** YOUR GOAL **
Write out exactly the lines running from the one that contains "Please put a point on the bus wheel" through the end of the material.

** MATERIAL FOR THIS EXERCISE **
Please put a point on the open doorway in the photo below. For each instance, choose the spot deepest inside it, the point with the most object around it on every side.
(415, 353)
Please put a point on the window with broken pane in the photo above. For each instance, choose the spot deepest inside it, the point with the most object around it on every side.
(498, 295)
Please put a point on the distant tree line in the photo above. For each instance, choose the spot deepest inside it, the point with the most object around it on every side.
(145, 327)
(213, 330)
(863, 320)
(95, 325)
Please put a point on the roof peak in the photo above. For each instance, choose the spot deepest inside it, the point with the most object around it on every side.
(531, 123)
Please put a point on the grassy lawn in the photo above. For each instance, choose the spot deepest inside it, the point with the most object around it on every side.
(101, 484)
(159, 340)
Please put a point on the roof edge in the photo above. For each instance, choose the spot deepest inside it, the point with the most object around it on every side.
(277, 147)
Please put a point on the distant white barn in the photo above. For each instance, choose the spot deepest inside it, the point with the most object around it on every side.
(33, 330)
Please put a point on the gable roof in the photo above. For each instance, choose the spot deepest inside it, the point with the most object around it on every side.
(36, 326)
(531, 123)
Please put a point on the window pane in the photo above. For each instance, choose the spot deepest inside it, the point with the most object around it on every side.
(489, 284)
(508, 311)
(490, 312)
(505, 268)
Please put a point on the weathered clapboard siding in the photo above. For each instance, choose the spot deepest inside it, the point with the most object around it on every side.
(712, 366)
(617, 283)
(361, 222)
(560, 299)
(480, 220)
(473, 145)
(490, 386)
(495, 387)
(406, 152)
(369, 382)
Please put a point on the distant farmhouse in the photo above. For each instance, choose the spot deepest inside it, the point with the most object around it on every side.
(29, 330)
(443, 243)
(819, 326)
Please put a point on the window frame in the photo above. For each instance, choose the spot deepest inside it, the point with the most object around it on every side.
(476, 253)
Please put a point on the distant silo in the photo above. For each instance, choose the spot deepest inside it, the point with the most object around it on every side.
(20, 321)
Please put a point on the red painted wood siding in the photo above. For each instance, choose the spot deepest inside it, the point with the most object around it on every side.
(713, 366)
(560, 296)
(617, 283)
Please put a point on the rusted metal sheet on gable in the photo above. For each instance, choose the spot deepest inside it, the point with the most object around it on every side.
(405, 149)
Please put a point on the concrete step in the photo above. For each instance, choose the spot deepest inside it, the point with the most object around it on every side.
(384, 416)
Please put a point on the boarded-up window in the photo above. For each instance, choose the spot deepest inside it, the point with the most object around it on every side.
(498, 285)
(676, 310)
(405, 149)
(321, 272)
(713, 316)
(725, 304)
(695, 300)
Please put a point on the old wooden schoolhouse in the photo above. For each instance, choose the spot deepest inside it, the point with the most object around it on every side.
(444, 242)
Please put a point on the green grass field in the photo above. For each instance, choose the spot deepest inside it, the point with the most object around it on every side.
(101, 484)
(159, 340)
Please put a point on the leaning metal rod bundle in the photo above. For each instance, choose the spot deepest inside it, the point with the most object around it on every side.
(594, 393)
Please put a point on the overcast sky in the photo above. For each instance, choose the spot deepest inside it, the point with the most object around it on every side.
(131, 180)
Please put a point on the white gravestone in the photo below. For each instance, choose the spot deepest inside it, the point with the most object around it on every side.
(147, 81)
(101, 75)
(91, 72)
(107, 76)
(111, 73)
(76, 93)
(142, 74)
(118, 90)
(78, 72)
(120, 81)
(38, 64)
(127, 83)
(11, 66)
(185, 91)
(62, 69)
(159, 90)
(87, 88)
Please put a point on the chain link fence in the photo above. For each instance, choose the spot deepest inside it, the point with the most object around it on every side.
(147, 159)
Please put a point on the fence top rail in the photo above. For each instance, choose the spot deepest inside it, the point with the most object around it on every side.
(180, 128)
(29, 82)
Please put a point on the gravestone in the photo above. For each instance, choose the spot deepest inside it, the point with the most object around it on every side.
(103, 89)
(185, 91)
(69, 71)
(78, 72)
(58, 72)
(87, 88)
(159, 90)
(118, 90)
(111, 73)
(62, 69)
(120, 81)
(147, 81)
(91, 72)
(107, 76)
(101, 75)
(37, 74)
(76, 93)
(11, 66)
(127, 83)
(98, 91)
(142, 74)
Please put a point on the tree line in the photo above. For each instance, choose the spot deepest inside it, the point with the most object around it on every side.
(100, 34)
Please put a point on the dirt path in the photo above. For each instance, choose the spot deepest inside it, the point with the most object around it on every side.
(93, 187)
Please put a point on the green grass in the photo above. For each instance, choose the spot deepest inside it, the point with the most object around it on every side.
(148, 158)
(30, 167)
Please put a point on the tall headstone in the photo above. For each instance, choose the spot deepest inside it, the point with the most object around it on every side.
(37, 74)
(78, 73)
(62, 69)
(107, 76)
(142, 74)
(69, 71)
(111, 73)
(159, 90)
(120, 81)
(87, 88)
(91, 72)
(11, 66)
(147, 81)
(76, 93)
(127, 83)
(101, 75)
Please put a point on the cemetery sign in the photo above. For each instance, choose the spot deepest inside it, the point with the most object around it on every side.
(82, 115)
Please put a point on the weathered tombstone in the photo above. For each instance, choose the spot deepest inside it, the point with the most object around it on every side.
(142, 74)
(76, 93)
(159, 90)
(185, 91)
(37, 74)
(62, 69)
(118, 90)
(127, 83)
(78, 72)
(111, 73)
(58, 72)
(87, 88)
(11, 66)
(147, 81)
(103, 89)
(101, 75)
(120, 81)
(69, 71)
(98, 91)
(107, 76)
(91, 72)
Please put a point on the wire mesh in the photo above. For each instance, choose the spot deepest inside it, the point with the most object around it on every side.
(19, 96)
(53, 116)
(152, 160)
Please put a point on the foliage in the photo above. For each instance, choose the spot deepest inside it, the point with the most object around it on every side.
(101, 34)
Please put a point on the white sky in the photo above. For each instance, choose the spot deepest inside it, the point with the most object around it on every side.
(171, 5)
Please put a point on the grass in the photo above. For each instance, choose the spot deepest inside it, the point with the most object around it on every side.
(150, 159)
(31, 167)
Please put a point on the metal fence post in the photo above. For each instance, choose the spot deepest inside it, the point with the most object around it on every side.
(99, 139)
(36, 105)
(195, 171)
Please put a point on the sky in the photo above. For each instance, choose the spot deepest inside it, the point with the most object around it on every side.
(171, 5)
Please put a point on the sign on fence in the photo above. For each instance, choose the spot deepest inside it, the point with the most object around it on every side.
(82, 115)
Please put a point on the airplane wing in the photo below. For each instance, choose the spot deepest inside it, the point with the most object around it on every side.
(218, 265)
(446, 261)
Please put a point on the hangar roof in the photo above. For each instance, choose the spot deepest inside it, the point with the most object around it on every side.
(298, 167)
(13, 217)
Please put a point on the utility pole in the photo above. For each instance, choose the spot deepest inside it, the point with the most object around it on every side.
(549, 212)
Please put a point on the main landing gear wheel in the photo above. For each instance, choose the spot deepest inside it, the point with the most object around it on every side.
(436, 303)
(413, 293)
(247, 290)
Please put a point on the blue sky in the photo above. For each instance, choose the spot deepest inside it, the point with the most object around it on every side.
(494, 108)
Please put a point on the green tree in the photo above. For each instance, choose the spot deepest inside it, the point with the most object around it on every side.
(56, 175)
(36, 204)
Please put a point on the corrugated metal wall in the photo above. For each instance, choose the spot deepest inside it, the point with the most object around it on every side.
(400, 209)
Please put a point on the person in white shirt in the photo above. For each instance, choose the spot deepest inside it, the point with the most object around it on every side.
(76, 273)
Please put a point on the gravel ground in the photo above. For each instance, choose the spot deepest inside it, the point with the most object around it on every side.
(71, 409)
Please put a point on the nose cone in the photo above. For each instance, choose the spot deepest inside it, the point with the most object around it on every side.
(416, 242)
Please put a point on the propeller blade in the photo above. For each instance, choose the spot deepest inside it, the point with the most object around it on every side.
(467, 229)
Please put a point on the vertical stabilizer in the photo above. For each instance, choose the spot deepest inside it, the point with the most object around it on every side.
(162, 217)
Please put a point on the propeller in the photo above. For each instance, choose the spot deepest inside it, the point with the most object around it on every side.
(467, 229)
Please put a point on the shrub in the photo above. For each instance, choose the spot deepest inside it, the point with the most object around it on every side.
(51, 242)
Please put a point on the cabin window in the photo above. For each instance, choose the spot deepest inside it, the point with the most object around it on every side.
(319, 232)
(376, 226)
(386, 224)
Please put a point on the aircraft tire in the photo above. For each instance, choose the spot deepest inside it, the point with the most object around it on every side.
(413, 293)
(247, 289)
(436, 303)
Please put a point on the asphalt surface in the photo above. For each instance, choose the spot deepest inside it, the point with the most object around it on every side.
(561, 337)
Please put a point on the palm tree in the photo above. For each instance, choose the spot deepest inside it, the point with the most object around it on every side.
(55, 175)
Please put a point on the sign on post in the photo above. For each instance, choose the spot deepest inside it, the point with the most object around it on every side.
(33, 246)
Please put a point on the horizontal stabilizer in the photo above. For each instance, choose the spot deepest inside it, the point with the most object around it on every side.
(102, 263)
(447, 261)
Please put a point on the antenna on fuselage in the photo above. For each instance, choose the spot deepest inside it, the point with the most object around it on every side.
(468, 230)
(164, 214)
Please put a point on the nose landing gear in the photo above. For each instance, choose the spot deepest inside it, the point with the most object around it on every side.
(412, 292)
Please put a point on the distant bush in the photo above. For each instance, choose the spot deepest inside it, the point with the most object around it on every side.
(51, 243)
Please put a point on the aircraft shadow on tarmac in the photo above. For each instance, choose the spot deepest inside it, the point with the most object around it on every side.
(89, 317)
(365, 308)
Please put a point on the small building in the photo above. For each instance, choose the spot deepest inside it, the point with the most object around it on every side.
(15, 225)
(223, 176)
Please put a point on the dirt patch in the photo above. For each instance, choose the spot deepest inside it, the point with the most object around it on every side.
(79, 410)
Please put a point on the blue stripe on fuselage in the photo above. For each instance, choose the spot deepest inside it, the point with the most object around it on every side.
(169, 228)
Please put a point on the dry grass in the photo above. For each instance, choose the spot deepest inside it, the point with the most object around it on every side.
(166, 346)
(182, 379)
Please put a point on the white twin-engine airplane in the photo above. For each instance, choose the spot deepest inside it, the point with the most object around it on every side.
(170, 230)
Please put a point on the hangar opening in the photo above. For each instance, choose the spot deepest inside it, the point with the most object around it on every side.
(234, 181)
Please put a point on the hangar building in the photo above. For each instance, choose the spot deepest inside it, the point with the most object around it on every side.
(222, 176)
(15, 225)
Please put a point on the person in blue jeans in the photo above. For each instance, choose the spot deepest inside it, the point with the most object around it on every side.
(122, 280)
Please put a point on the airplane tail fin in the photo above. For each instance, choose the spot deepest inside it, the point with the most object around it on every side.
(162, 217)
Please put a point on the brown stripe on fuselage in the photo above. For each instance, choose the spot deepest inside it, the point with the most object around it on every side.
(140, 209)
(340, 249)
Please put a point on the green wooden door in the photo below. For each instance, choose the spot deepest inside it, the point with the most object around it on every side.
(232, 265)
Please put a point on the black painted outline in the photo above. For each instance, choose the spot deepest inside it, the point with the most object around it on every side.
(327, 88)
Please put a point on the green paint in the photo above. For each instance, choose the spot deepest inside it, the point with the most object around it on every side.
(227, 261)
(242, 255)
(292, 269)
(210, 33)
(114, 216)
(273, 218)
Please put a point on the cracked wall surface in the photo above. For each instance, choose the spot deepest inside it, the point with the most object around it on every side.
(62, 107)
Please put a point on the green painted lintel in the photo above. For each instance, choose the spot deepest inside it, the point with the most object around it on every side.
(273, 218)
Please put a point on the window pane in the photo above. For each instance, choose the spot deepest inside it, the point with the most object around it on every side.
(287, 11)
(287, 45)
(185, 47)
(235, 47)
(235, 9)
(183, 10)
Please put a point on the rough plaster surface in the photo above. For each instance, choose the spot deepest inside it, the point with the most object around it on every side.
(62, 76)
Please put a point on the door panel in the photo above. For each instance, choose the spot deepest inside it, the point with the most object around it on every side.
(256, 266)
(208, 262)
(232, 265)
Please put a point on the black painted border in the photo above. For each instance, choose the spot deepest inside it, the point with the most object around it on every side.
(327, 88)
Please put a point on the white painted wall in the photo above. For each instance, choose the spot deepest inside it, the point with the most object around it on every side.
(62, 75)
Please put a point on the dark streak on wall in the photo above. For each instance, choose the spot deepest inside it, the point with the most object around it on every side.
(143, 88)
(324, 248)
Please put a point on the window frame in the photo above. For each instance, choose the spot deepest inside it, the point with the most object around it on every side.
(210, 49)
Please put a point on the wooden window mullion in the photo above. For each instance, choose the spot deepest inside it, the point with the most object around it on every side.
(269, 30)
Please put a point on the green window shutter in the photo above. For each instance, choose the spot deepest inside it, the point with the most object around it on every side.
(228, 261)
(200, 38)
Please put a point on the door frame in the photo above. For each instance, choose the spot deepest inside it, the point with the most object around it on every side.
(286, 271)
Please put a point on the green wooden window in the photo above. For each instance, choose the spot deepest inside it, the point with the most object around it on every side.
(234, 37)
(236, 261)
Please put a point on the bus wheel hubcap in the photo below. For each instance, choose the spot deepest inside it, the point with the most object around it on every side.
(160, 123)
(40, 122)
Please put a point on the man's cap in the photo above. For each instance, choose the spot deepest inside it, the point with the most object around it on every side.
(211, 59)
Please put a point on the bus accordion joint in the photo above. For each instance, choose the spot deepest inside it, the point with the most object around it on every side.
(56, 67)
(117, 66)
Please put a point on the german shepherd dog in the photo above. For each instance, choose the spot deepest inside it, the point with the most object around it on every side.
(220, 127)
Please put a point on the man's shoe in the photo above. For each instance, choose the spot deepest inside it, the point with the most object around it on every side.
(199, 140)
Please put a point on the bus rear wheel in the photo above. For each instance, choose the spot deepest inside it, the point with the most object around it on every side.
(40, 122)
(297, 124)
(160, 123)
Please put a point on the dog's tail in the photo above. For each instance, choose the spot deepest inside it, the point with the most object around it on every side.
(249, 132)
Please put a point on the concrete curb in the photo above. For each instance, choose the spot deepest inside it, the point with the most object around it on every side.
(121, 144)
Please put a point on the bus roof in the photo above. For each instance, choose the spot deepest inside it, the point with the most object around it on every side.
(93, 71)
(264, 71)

** WRITTEN SOLUTION **
Please put a point on the bus wheel hubcap in the photo below. For each instance, choose the spot deepest inside it, the point with the most object around it on every side.
(160, 123)
(40, 122)
Please put a point on the man's cap in the photo above. For each instance, choose the spot deepest inside it, the point with the most object around it on every side.
(211, 59)
Please put a point on the bus accordion joint in the photo above. For each instance, choose the spot deepest inside it, the point with the most object around it on every side.
(56, 67)
(117, 66)
Please put a point on the german shepherd dog in the photo above. For each instance, choose the spot deepest inside it, the point with the most object around it on every side.
(220, 127)
Please put a point on the man's shoe in the photo above. For each instance, choose the spot deepest inside it, the point with the most object around it on every side.
(199, 140)
Please put a point on the bus rear wheel in the photo above. For each instance, choose the spot deepest inside it, the point with the most object around it on every side.
(40, 122)
(297, 124)
(160, 123)
Please put a point on the dog's tail in the photo above. For each instance, choose the spot deepest inside it, the point with the most object around it on every side.
(249, 132)
Please put a point on the concrete curb in the photo above. For each instance, choose the spot deepest inside it, the point with the most object around it on every side.
(121, 144)
Please put a point on the bus roof in the photo above. For each instance, choose the spot deepest inside it, the point with the most object around it on every side.
(93, 71)
(264, 71)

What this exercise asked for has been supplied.